Stated problem: Gather every line of the records below that contains the word "shade", copying each one in full.

Raw records:
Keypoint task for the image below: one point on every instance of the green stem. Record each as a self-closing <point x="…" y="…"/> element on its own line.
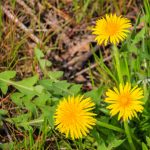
<point x="117" y="61"/>
<point x="127" y="131"/>
<point x="16" y="84"/>
<point x="108" y="126"/>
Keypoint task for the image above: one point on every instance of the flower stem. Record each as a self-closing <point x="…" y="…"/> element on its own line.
<point x="108" y="126"/>
<point x="117" y="61"/>
<point x="127" y="131"/>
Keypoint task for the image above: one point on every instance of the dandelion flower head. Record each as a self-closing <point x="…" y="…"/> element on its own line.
<point x="73" y="116"/>
<point x="125" y="101"/>
<point x="111" y="28"/>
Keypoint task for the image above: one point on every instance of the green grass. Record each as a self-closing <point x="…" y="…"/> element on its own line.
<point x="28" y="111"/>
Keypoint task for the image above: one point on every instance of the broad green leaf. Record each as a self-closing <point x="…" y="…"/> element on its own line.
<point x="17" y="98"/>
<point x="26" y="85"/>
<point x="46" y="83"/>
<point x="139" y="36"/>
<point x="55" y="74"/>
<point x="95" y="94"/>
<point x="115" y="143"/>
<point x="144" y="147"/>
<point x="40" y="57"/>
<point x="148" y="141"/>
<point x="75" y="89"/>
<point x="3" y="112"/>
<point x="4" y="77"/>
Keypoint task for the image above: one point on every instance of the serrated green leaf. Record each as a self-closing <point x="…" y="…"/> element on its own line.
<point x="95" y="94"/>
<point x="144" y="147"/>
<point x="26" y="85"/>
<point x="55" y="74"/>
<point x="139" y="36"/>
<point x="17" y="98"/>
<point x="3" y="112"/>
<point x="6" y="75"/>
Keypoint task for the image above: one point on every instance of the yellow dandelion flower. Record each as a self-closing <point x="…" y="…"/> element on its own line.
<point x="111" y="29"/>
<point x="73" y="116"/>
<point x="125" y="101"/>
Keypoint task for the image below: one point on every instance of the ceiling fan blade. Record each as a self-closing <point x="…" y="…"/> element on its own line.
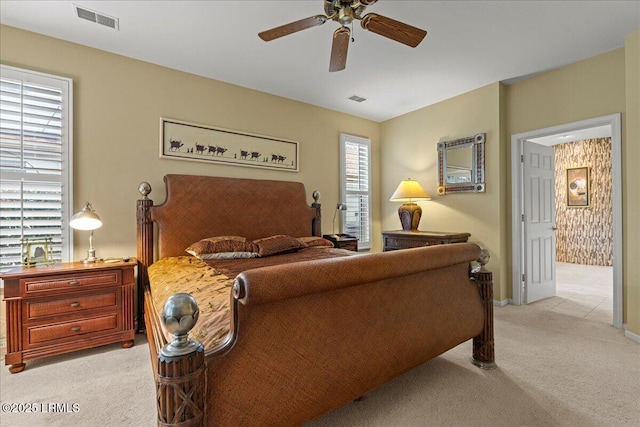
<point x="292" y="27"/>
<point x="395" y="30"/>
<point x="341" y="38"/>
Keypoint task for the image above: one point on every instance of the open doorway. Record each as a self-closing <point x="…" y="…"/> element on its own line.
<point x="610" y="125"/>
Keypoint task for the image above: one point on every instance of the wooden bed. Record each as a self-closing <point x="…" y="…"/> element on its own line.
<point x="305" y="337"/>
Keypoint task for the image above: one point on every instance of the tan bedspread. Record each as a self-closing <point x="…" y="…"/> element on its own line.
<point x="210" y="284"/>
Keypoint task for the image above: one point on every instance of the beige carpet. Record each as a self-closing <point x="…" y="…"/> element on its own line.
<point x="553" y="370"/>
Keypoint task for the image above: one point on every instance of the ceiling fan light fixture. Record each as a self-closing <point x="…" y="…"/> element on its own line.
<point x="345" y="12"/>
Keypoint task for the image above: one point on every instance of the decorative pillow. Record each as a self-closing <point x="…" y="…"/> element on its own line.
<point x="278" y="244"/>
<point x="316" y="242"/>
<point x="223" y="247"/>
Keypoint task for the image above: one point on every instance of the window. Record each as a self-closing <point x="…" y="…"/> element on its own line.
<point x="355" y="191"/>
<point x="35" y="162"/>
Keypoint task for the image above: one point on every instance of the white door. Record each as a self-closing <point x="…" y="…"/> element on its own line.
<point x="539" y="210"/>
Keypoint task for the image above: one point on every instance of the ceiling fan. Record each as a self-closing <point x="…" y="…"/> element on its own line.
<point x="344" y="12"/>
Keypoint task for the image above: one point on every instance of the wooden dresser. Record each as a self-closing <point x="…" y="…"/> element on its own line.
<point x="66" y="307"/>
<point x="394" y="240"/>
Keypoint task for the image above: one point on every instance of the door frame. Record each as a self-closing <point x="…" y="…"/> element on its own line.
<point x="517" y="231"/>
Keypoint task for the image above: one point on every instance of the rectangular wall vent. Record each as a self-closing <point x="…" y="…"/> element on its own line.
<point x="97" y="17"/>
<point x="357" y="98"/>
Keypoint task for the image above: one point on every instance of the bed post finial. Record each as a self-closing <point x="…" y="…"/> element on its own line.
<point x="179" y="316"/>
<point x="145" y="247"/>
<point x="144" y="188"/>
<point x="180" y="378"/>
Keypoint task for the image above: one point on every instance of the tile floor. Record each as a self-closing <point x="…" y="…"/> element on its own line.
<point x="584" y="291"/>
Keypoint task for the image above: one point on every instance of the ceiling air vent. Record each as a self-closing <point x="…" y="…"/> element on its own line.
<point x="97" y="17"/>
<point x="357" y="98"/>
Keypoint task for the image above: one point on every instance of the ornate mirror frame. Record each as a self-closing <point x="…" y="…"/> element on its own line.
<point x="476" y="183"/>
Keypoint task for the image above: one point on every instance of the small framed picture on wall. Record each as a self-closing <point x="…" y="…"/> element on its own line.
<point x="578" y="187"/>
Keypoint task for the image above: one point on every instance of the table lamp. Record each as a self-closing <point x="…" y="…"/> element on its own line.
<point x="339" y="207"/>
<point x="409" y="191"/>
<point x="87" y="219"/>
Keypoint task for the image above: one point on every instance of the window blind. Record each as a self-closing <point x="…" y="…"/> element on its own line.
<point x="35" y="159"/>
<point x="355" y="188"/>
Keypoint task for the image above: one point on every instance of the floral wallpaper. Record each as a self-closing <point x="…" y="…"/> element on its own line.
<point x="585" y="234"/>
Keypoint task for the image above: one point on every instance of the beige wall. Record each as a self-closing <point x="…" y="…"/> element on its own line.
<point x="409" y="151"/>
<point x="117" y="105"/>
<point x="592" y="88"/>
<point x="631" y="178"/>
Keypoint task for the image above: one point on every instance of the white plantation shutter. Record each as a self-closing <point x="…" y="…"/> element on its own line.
<point x="35" y="162"/>
<point x="355" y="177"/>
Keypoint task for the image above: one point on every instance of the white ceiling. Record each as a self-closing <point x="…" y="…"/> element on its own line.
<point x="469" y="44"/>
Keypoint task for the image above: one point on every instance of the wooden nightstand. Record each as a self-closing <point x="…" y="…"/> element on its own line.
<point x="393" y="240"/>
<point x="343" y="241"/>
<point x="66" y="307"/>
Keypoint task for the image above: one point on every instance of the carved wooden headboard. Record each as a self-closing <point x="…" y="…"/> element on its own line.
<point x="197" y="207"/>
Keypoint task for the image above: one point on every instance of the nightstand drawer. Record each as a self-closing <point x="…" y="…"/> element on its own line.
<point x="45" y="284"/>
<point x="43" y="334"/>
<point x="38" y="309"/>
<point x="393" y="243"/>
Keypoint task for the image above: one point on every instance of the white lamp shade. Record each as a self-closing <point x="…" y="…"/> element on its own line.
<point x="86" y="219"/>
<point x="409" y="191"/>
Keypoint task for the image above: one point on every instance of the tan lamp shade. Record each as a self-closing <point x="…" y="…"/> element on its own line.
<point x="87" y="219"/>
<point x="409" y="212"/>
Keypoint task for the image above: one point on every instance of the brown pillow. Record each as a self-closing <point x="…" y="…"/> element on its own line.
<point x="278" y="244"/>
<point x="223" y="247"/>
<point x="316" y="242"/>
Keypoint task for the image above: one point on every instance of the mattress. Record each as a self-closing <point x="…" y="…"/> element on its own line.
<point x="210" y="283"/>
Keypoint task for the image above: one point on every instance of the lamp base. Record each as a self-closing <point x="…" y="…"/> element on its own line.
<point x="91" y="256"/>
<point x="410" y="214"/>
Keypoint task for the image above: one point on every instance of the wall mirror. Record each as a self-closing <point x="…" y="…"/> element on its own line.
<point x="461" y="165"/>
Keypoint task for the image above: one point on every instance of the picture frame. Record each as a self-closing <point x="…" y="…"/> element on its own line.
<point x="181" y="140"/>
<point x="578" y="187"/>
<point x="37" y="251"/>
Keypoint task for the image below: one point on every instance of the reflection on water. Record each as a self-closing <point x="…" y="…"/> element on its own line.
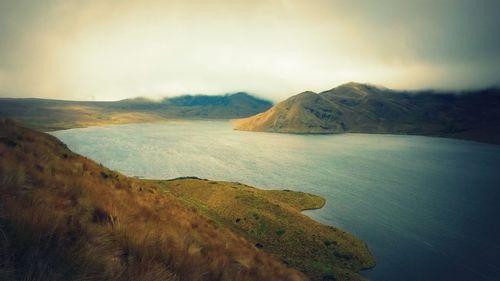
<point x="427" y="207"/>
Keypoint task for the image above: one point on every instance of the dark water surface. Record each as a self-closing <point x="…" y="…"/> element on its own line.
<point x="429" y="208"/>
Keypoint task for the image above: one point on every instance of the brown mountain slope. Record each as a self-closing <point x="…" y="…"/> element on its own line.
<point x="307" y="112"/>
<point x="64" y="217"/>
<point x="362" y="108"/>
<point x="48" y="115"/>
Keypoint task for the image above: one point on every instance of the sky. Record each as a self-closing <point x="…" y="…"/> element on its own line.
<point x="112" y="49"/>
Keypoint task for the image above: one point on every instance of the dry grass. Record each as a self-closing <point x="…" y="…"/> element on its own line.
<point x="63" y="217"/>
<point x="272" y="220"/>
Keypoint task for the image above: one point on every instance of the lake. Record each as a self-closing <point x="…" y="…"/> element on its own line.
<point x="427" y="207"/>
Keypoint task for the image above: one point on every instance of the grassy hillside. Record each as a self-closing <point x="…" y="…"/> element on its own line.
<point x="361" y="108"/>
<point x="273" y="222"/>
<point x="64" y="217"/>
<point x="48" y="115"/>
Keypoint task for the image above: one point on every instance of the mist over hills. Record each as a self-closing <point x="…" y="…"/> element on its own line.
<point x="363" y="108"/>
<point x="44" y="114"/>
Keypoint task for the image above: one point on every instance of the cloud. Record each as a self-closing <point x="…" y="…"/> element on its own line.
<point x="116" y="49"/>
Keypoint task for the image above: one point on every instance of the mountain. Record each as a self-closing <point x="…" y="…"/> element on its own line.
<point x="49" y="115"/>
<point x="362" y="108"/>
<point x="65" y="217"/>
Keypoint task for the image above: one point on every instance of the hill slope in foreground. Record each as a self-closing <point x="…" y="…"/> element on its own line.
<point x="361" y="108"/>
<point x="48" y="115"/>
<point x="64" y="217"/>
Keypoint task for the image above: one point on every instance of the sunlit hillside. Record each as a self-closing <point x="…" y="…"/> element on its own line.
<point x="64" y="217"/>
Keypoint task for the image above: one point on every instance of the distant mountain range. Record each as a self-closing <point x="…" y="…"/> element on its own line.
<point x="362" y="108"/>
<point x="46" y="115"/>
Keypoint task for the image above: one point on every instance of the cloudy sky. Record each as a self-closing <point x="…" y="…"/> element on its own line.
<point x="110" y="50"/>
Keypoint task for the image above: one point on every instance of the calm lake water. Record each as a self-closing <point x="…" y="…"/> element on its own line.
<point x="427" y="207"/>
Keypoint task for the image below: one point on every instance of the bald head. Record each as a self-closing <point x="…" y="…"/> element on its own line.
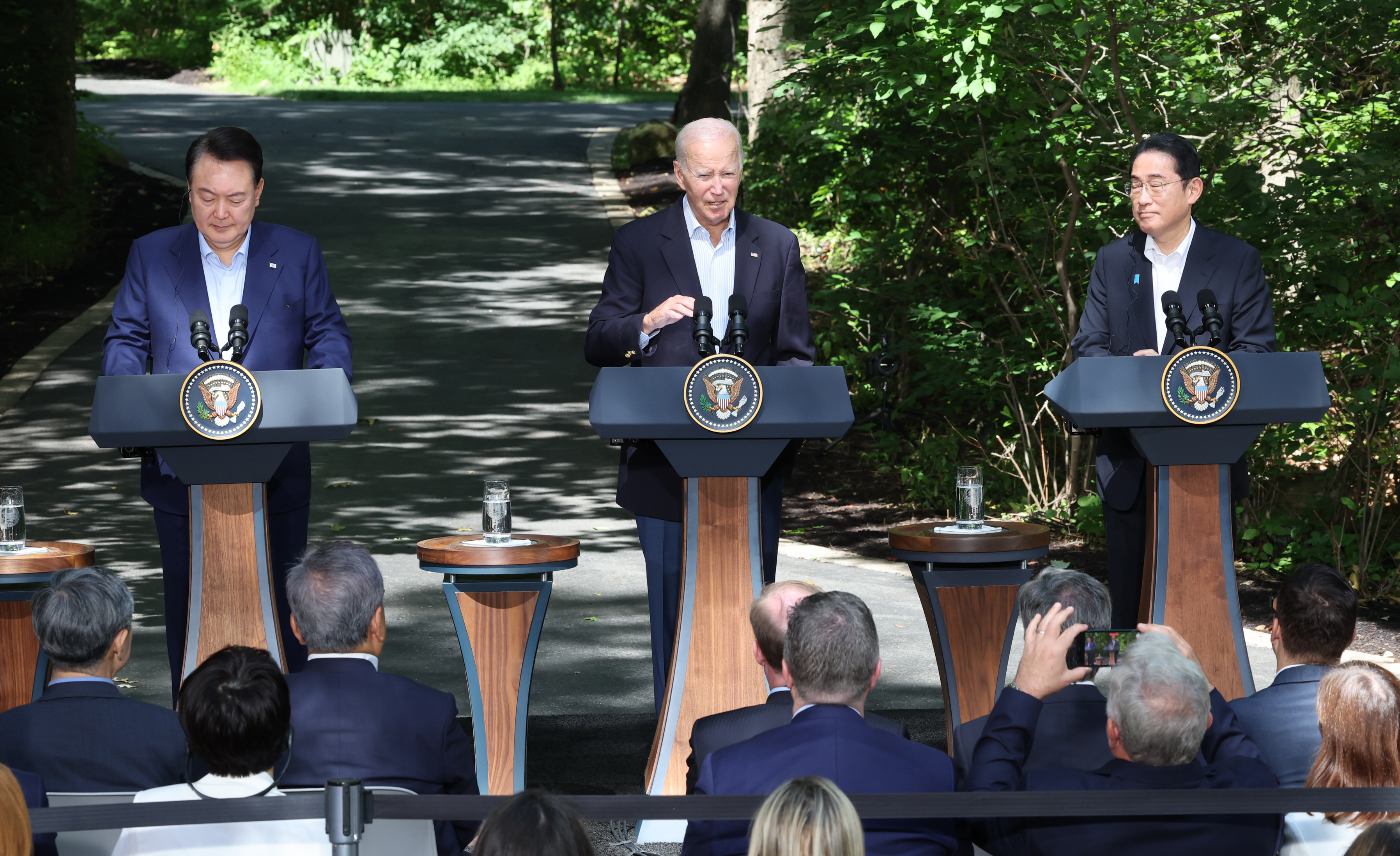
<point x="768" y="616"/>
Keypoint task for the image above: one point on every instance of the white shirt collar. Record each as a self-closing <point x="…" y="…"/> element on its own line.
<point x="1177" y="256"/>
<point x="692" y="224"/>
<point x="373" y="659"/>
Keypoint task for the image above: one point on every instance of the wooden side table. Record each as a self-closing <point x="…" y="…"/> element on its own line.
<point x="497" y="598"/>
<point x="968" y="585"/>
<point x="23" y="665"/>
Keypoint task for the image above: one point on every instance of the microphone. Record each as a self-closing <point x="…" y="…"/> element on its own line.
<point x="738" y="329"/>
<point x="1212" y="319"/>
<point x="199" y="333"/>
<point x="703" y="332"/>
<point x="1175" y="319"/>
<point x="237" y="331"/>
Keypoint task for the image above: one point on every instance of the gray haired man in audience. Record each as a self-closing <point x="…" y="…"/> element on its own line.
<point x="350" y="720"/>
<point x="83" y="735"/>
<point x="1070" y="730"/>
<point x="1167" y="728"/>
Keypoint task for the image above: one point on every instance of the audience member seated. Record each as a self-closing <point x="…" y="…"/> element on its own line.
<point x="1315" y="620"/>
<point x="1379" y="840"/>
<point x="83" y="735"/>
<point x="1070" y="730"/>
<point x="768" y="617"/>
<point x="831" y="659"/>
<point x="352" y="721"/>
<point x="20" y="792"/>
<point x="533" y="823"/>
<point x="1163" y="713"/>
<point x="237" y="720"/>
<point x="1359" y="710"/>
<point x="807" y="817"/>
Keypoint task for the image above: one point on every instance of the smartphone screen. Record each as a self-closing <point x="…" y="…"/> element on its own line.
<point x="1101" y="648"/>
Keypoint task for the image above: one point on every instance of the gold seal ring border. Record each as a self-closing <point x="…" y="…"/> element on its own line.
<point x="1177" y="359"/>
<point x="685" y="392"/>
<point x="184" y="392"/>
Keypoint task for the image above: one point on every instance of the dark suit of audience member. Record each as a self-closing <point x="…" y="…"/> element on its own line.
<point x="1224" y="759"/>
<point x="350" y="721"/>
<point x="654" y="261"/>
<point x="715" y="732"/>
<point x="45" y="844"/>
<point x="1122" y="318"/>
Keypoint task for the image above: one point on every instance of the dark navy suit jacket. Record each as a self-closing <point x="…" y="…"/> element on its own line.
<point x="1228" y="759"/>
<point x="386" y="729"/>
<point x="1283" y="722"/>
<point x="1070" y="732"/>
<point x="1119" y="319"/>
<point x="832" y="742"/>
<point x="650" y="262"/>
<point x="293" y="322"/>
<point x="85" y="738"/>
<point x="715" y="732"/>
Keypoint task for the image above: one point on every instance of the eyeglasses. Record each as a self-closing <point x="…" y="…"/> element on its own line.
<point x="1153" y="188"/>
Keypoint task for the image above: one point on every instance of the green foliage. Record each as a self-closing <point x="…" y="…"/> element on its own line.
<point x="955" y="166"/>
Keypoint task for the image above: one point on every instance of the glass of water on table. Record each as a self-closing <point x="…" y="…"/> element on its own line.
<point x="496" y="513"/>
<point x="12" y="520"/>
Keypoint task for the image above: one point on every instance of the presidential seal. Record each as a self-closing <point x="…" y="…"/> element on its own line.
<point x="220" y="399"/>
<point x="1200" y="385"/>
<point x="723" y="394"/>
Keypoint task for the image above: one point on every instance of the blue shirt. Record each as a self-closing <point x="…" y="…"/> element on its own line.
<point x="225" y="283"/>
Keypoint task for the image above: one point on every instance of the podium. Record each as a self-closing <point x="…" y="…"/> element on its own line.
<point x="713" y="666"/>
<point x="230" y="594"/>
<point x="1189" y="563"/>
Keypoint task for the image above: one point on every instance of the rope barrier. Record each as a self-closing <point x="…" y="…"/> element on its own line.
<point x="1048" y="803"/>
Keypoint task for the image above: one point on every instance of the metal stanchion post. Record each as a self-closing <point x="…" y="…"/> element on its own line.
<point x="346" y="816"/>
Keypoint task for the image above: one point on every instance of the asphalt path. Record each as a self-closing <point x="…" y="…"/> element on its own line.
<point x="465" y="245"/>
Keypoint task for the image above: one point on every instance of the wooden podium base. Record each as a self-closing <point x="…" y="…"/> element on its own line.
<point x="1189" y="570"/>
<point x="230" y="574"/>
<point x="713" y="666"/>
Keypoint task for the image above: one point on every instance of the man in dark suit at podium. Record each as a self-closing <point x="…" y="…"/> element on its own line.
<point x="1123" y="317"/>
<point x="701" y="247"/>
<point x="212" y="265"/>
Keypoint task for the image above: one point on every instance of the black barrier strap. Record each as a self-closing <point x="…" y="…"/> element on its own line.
<point x="1045" y="803"/>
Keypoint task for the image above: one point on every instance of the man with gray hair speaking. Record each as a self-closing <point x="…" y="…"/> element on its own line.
<point x="699" y="248"/>
<point x="350" y="720"/>
<point x="1167" y="728"/>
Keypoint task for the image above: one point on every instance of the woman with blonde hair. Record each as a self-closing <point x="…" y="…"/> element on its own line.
<point x="807" y="817"/>
<point x="1359" y="714"/>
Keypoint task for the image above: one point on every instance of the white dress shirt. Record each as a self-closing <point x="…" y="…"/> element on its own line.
<point x="1167" y="276"/>
<point x="225" y="283"/>
<point x="260" y="838"/>
<point x="715" y="266"/>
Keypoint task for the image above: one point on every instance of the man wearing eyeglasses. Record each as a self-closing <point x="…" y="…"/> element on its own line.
<point x="701" y="247"/>
<point x="1123" y="317"/>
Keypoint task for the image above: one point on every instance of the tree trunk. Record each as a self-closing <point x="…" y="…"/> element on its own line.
<point x="766" y="55"/>
<point x="706" y="93"/>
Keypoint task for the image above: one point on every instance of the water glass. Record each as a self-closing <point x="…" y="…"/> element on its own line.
<point x="496" y="513"/>
<point x="969" y="499"/>
<point x="12" y="520"/>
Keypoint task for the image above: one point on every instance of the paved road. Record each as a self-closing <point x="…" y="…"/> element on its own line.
<point x="465" y="245"/>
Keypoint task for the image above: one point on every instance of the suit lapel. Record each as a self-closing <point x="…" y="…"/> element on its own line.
<point x="187" y="271"/>
<point x="677" y="252"/>
<point x="261" y="276"/>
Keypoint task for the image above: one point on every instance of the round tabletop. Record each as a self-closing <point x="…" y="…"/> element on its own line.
<point x="62" y="554"/>
<point x="451" y="552"/>
<point x="1014" y="538"/>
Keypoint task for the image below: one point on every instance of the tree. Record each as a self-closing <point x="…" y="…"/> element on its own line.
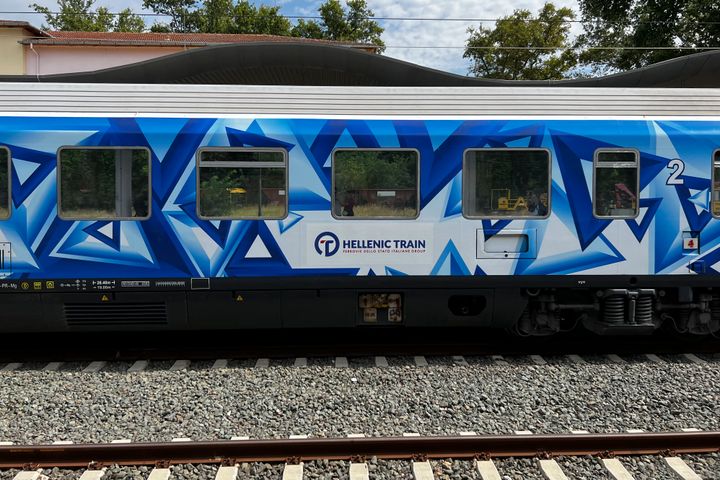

Result below:
Keypoint task for the image above: one point on every instance of the white lamp shade. Record each as a self-closing <point x="…" y="…"/> element on its own line.
Keypoint task for the image above: one point on every instance of the tan lamp shade. Record each as a self-closing <point x="…" y="…"/> element on its own line.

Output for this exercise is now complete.